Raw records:
================================

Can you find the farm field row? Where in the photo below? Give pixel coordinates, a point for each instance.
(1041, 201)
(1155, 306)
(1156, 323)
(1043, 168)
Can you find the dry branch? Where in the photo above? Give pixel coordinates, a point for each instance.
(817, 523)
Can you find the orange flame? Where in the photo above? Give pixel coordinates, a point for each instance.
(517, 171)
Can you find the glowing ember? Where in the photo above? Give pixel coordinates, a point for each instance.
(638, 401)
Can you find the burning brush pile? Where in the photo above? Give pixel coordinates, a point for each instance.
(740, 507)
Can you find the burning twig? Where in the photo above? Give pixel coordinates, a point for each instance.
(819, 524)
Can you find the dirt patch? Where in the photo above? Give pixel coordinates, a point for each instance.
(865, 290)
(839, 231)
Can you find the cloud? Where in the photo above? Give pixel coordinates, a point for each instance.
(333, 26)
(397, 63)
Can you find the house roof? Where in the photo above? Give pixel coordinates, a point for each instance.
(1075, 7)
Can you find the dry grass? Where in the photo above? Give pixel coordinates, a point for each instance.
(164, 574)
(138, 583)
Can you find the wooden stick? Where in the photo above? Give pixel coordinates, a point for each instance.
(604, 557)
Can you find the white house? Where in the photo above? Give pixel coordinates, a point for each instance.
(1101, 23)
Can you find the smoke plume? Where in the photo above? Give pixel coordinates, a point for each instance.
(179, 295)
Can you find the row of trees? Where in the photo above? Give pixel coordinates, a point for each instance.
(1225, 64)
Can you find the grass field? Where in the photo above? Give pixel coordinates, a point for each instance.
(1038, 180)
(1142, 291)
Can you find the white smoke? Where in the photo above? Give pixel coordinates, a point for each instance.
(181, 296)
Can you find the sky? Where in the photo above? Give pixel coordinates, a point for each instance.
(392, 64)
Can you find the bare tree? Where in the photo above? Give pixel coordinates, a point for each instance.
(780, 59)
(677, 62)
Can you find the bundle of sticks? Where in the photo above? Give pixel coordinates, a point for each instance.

================================

Reproduce the entries from the line containing "Can you find the grass" through the end of the entries, replacing "a point for each instance" with "one point per instance" and leaving everything else unchanged.

Can you find the grass field? Where in the photo above? Give pixel coordinates, one point per instance.
(1038, 180)
(1142, 291)
Can you find the white smoke? Where in the photo above? Give pixel coordinates, one point per instance.
(181, 296)
Can you find the sky? Where in the photo above? Give pixel coordinates, one point per instance.
(392, 64)
Can you find the bare tree? Where in the photo above? Give pixel coordinates, one point per instance.
(780, 59)
(677, 62)
Can you find the bundle of sticks? Where in the photo above? Give pixel coordinates, one point per instance.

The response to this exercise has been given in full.